TASKS TO CARRY OUT:
[1] Translate this sentence from the fire suppression report into Spanish: "A brief experimental fire suppression study found that electrical charging of water mist can substantially reduce both the time and the amount of water required to extinguish a pool fire."
[2] According to the fire suppression report, which Department of Defense program was it prepared for?

##### GIVEN TEXT

AeroChem Research Laboratory
The Titan Corporation
PO Box 2229
Princeton, NJ 08543-2229
and
Stuart A. Hoenig
Associates in Applied Research, Inc.
80 W. Yvon Dr.
Tucson, AZ 85704-5234
March 1998
Purchase Order Number MDA972-97-M-0010
AeroChem TP-568
Final Report
prepared for:
The Department of Defense
Strategic Environmental Research and Development Program
The views and conclusions contained in this document are those of the authors and should not be
interpreted as representing the official policies, either expressed or implied, of the Defense Advanced
Research Projects Agency or any other part of the U.S. Government. TP-568
1
SUMMARY
A brief experimental fire suppression study found that electrical charging of water mist can
substantially reduce both the time and the amount of water required to extinguish a pool fire.

##########
##### DATA SHOWN

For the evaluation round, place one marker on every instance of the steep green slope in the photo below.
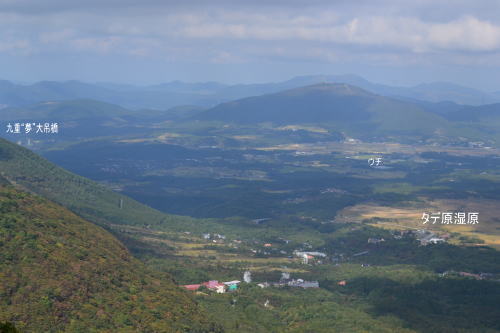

##########

SOLUTION LIST:
[1] Un breve estudio experimental sobre supresión de incendios determinó que la carga eléctrica de la niebla de agua puede reducir sustancialmente tanto el tiempo como la cantidad de agua necesarios para extinguir un incendio de charco.

[2] The Strategic Environmental Research and Development Program.